### Supplied data
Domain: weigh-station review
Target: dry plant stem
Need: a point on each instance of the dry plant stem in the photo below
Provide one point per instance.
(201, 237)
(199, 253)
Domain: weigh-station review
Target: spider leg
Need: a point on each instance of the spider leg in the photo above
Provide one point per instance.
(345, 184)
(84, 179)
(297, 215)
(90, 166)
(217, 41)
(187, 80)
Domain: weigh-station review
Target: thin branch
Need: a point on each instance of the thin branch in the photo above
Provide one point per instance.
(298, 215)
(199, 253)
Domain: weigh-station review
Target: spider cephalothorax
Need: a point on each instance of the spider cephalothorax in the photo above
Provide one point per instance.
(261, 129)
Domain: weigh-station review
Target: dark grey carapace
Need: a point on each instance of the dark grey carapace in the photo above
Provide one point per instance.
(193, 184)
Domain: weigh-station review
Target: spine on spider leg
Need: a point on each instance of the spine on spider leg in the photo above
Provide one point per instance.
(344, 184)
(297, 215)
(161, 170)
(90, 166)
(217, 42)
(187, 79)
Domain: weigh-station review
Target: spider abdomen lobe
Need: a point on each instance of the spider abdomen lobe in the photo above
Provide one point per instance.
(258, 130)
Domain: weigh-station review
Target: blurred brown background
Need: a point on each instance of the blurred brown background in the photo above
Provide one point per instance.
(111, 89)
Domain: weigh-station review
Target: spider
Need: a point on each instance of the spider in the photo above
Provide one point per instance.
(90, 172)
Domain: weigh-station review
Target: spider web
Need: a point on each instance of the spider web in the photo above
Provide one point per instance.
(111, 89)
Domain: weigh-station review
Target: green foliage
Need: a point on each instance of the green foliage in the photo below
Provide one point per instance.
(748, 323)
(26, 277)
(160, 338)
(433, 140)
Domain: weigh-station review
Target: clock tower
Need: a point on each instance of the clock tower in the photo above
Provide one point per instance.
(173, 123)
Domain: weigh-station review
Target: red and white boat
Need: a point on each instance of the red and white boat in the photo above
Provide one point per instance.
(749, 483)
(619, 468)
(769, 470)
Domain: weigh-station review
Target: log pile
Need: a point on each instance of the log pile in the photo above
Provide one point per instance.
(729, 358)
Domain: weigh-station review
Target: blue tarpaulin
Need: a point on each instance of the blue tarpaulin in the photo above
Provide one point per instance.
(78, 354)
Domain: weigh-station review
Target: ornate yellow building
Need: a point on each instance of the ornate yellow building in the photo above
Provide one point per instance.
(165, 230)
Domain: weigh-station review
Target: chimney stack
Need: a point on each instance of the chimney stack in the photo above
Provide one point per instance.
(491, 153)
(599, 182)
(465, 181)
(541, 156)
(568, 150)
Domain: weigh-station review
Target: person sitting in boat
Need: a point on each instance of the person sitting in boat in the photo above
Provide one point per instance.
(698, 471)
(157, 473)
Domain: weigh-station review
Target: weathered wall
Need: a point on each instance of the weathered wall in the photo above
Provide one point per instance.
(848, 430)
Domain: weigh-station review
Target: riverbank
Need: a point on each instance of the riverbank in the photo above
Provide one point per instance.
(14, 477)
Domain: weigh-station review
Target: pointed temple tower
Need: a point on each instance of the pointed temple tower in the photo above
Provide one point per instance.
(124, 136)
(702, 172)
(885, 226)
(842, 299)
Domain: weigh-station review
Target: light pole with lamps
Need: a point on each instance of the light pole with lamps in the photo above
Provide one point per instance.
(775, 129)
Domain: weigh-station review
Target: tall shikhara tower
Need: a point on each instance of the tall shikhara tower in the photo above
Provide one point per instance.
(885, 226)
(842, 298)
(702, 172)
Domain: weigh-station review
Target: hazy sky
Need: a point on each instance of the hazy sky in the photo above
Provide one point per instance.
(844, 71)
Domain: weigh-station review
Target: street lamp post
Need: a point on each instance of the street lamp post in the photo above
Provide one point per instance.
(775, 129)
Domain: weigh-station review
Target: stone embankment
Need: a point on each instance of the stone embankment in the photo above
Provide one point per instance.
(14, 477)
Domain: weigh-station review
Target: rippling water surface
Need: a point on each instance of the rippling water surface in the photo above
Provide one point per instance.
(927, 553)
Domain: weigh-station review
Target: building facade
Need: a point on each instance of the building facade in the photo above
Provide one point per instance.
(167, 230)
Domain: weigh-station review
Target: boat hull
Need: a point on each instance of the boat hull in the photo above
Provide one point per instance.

### Exercise objective
The records above need to be transcribed in full. Keep every character unchanged.

### The output
Domain: weigh-station review
Target: dry plant stem
Need: a point on each instance of the dry plant stem in the photo below
Provide one point per instance.
(201, 237)
(199, 253)
Domain: weigh-station review
Target: spider leg
Need: a point on each instance of the spider leg in the photo above
Provide one point per instance.
(345, 184)
(84, 179)
(297, 215)
(90, 166)
(217, 41)
(187, 80)
Domain: weigh-station review
Target: thin branch
Need: a point on each instance of the thin branch in the photo above
Provide one point per instance.
(298, 215)
(199, 253)
Domain: weigh-station review
Target: spider cephalothorax
Need: a point on each instance of the spider cephalothorax in the photo above
Provide one point per instance.
(261, 129)
Domain: weigh-station review
Target: dark grey carapace
Need: a point on each instance of the dark grey carapace in the photo above
Provide one point per instance.
(193, 184)
Domain: weigh-station review
Target: spine on spider leg
Need: a point on each instance of the spine on spider leg in the photo above
Provide one point per instance.
(344, 184)
(297, 215)
(161, 170)
(90, 166)
(217, 42)
(187, 79)
Domain: weigh-station review
Target: spider abdomen lobe
Need: a point on each instance of the spider abdomen lobe in the photo above
Provide one point per instance.
(258, 130)
Domain: weigh-station review
Target: blurred brown background
Need: a point on each instance of the blurred brown background in the photo above
Provide one point per instance.
(111, 89)
Domain: weigh-station review
Target: spider
Need: a point on each instance of the spider in the photo above
Provide one point per instance.
(90, 172)
Domain: weigh-station review
Target: spider web
Need: a point on each instance of the spider web in the photo above
Provide one point per instance.
(111, 89)
Domain: weigh-station review
Target: green foliage
Need: a point on each instance of the green foliage in the photo below
Provide one point per instance.
(748, 323)
(26, 277)
(160, 338)
(433, 140)
Domain: weigh-station review
Target: clock tower
Need: a point on each instance of the clock tower in the photo above
Provide one point per instance.
(173, 123)
Domain: weigh-station review
Target: red and white boat
Need: a point on each instance of the red and white boat in the photo above
Provide one point per instance.
(749, 483)
(619, 468)
(769, 470)
Domain: weigh-station review
Target: log pile
Need: a point on each instance of the log pile in the photo above
Provide one point per instance.
(729, 358)
Domain: weigh-station review
Target: blue tarpaulin
Need: a point on each instance of the blue tarpaulin in the photo above
Provide one point per instance.
(78, 354)
Domain: weigh-station review
Target: ornate yellow building
Need: a point on each instance of the ornate yellow building in the photo above
Provide one point per instance.
(165, 230)
Domain: weigh-station review
Target: chimney stack
Need: a point on each instance of the chimney stack in the photo above
Provide one point per instance.
(491, 153)
(599, 182)
(465, 181)
(541, 156)
(568, 150)
Domain: weigh-station review
Target: person sitting in boat
Need: a point on each instance of the person sitting in boat in the photo above
Provide one point per instance.
(698, 471)
(157, 473)
Domain: weigh-station review
Target: weathered wall
Need: a point on each instance of the weathered wall in the photo above
Provide one point per instance.
(848, 430)
Domain: weigh-station review
Target: riverbank
Need: a point on each instance of the riverbank in the photo above
Provide one point per instance.
(14, 477)
Domain: weigh-station review
Target: pointed temple tower
Need: a point on each instance of the pointed temple tower in the photo above
Provide one point per instance.
(124, 136)
(702, 172)
(885, 226)
(842, 299)
Domain: weigh-station review
Target: light pole with lamps
Need: a point on each instance of the light pole with lamps in the photo above
Provide one point per instance.
(775, 129)
Domain: weigh-station review
Target: tall shikhara tower
Need: a point on each instance of the tall shikhara tower in the photo above
Provide one point per instance.
(885, 226)
(842, 298)
(702, 172)
Domain: weigh-station review
Target: hazy sky
Need: a point on each instance of the hazy sky in the photo above
Provide one point per instance.
(844, 71)
Domain: weigh-station review
Target: street lamp post
Need: a point on each instance of the street lamp post in the photo above
Provide one point per instance.
(775, 129)
Domain: weigh-station review
Target: stone embankment
Need: a point on each instance of the stone embankment in the photo above
Provide one point per instance.
(14, 477)
Domain: weigh-station review
Target: rippling water surface
Need: a point on each instance of the rippling water surface in the photo above
Provide one point per instance.
(927, 553)
Domain: weigh-station review
Target: building facade
Need: a point on each instance of the building facade in the photo above
Provide one point per instance.
(167, 230)
Domain: weigh-station review
Target: boat hull
Need: a point on each instance of the boat hull in the photo above
Provide one point per instance.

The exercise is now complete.